Records contained in a dataset
--- --- ---
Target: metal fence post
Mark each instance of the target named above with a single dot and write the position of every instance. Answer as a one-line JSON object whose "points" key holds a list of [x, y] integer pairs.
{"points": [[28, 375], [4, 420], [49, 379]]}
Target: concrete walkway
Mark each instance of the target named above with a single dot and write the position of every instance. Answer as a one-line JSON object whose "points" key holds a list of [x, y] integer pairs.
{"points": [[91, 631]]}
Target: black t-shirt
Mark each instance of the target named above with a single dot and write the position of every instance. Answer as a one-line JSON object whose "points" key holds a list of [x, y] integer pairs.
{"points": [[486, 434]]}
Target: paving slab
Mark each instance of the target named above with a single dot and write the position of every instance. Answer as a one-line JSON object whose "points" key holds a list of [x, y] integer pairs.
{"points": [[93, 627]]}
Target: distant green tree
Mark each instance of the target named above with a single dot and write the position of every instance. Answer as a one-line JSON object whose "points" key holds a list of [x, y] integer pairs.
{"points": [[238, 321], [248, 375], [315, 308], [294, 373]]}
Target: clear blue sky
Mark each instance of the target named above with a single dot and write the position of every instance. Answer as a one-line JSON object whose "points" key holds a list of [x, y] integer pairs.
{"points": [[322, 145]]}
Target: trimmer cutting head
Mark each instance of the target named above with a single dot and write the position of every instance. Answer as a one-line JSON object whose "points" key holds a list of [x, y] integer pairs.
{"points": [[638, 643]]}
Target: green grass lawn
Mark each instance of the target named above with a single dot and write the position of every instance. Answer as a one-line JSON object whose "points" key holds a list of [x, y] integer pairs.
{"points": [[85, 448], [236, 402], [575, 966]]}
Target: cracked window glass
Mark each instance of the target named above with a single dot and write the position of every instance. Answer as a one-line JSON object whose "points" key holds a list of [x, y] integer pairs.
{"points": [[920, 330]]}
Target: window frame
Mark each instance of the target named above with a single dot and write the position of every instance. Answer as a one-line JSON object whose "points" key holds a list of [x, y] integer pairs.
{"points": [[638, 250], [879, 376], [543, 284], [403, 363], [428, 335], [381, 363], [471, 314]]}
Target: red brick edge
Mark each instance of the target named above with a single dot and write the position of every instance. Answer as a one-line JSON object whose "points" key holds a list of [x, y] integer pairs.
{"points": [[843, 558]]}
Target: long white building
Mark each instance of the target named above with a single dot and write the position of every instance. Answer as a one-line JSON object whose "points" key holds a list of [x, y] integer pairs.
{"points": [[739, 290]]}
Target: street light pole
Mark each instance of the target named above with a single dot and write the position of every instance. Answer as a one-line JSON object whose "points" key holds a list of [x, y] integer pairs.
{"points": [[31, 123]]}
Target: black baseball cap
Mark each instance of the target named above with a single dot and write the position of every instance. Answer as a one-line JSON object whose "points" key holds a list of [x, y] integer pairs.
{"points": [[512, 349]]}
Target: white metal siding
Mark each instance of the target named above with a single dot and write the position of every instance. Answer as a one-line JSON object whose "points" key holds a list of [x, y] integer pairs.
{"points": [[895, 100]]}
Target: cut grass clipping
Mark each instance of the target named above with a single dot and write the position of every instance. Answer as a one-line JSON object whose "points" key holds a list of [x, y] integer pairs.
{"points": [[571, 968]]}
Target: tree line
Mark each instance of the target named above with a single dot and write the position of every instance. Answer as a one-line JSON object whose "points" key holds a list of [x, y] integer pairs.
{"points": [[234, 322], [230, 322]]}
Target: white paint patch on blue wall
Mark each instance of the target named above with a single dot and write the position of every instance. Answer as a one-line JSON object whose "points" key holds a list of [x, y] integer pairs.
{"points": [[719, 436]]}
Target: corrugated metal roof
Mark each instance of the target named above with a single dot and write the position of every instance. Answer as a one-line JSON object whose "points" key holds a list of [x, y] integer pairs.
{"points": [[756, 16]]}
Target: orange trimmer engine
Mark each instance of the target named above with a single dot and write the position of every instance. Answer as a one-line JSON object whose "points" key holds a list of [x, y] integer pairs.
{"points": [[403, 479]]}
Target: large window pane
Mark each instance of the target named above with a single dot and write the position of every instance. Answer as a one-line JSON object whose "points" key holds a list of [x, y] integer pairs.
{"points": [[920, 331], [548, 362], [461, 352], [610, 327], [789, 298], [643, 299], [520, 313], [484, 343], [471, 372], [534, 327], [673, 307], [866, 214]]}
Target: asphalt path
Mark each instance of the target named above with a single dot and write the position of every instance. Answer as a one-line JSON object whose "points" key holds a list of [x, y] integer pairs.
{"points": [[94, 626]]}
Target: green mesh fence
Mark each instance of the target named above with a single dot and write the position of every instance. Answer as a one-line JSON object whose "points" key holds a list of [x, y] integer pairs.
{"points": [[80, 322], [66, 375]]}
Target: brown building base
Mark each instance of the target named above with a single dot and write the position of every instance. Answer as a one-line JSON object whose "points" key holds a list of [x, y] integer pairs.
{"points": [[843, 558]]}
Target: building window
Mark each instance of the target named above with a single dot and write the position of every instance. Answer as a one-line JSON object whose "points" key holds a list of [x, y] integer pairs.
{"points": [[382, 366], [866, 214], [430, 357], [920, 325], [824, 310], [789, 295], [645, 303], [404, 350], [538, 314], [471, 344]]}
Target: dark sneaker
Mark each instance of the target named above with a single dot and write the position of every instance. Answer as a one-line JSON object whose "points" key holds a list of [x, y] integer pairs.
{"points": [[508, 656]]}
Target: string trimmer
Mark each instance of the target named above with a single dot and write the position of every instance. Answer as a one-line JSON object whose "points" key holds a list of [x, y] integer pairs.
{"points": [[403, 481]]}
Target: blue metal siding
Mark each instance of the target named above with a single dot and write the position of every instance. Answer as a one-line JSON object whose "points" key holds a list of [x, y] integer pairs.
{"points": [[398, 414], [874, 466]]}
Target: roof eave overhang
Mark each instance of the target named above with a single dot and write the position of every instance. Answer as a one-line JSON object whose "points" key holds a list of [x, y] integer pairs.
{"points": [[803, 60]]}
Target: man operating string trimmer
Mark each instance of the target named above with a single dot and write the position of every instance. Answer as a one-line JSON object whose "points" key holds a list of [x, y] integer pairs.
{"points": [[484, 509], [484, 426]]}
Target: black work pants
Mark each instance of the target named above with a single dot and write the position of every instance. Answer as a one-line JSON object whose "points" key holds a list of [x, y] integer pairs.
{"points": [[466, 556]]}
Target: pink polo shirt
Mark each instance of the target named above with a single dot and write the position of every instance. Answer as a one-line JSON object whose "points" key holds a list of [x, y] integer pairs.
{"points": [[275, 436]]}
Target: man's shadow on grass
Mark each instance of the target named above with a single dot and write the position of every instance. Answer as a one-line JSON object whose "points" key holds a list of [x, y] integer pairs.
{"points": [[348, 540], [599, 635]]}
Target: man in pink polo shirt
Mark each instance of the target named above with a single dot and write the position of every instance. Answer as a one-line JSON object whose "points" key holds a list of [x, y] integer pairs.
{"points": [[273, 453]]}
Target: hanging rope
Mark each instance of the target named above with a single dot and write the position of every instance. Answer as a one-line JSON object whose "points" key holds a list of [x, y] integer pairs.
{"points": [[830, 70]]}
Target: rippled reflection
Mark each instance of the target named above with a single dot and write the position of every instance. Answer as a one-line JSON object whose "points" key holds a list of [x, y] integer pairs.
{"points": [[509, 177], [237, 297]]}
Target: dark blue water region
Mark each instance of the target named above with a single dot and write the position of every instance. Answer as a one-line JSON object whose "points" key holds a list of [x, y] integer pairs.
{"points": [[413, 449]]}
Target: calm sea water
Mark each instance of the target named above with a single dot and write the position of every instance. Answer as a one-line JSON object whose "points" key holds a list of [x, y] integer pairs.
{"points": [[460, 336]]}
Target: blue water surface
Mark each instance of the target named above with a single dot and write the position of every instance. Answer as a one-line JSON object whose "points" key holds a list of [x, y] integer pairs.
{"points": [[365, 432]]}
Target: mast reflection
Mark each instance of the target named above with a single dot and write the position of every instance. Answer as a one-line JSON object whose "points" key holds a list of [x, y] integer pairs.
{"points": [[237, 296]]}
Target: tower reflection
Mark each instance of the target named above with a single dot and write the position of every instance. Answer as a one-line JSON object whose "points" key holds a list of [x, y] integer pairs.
--- --- ---
• _EXERCISE PROMPT_
Going through the entries above, report how many lines include the string "roof". The number alone is the answer.

• _PROBLEM SOLUTION_
2